Exercise task —
Rewrite every one of the entries below with each "locate" changed to "mark". Keep all other text unchanged.

[Some records]
##########

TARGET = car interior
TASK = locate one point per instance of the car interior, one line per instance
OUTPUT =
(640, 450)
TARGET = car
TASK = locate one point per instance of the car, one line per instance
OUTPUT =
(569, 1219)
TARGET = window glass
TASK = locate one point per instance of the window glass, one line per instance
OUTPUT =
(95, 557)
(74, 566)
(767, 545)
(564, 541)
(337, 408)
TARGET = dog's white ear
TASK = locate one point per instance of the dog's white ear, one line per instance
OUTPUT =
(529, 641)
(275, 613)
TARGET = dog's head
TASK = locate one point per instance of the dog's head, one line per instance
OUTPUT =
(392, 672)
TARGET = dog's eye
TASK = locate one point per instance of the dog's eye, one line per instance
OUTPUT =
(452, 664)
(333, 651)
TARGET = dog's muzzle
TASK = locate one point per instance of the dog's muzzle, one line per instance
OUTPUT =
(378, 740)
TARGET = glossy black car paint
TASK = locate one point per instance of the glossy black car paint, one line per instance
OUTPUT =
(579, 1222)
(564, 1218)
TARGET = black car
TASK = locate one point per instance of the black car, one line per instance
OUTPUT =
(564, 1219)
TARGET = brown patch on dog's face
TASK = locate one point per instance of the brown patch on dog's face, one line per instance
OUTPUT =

##########

Solution to this problem —
TARGET = car interior
TASK = mark one point per instance of the car interior, one line per instance
OUTPUT =
(640, 450)
TARGET = car
TASK = mark one point per instance of the car, one line per instance
OUTPUT =
(569, 1219)
TARGET = window glass
TASK = mark one point per instance of the window glass, one line per instance
OUTPUT =
(95, 557)
(74, 566)
(767, 545)
(564, 541)
(337, 408)
TARGET = dog's white ear
TASK = mark one point per instance of the dog's white ear, one line per instance
OUTPUT =
(529, 641)
(275, 613)
TARGET = dog's head
TASK = mark one point per instance of the dog's head, one line per instance
OUTPUT =
(392, 672)
TARGET = dog's eye
TASK = mark one point per instance of the dog's eye, one line per instance
OUTPUT =
(452, 664)
(333, 651)
TARGET = dog's muzzle
TASK = mark one point per instance of the dog's muzzle, one line per instance
OUTPUT =
(378, 740)
TARGET = glossy black car paint
TASK = mark one point per instance of the glossy black car paint, one line per instance
OUTPUT =
(579, 1222)
(564, 1218)
TARGET = black car
TASK = mark one point per instance of the black car, one line per instance
OUTPUT =
(564, 1219)
TARGET = brown patch on dog's face
TASK = mark one point per instance of the brown patch on dog's face, one line per instance
OUTPUT =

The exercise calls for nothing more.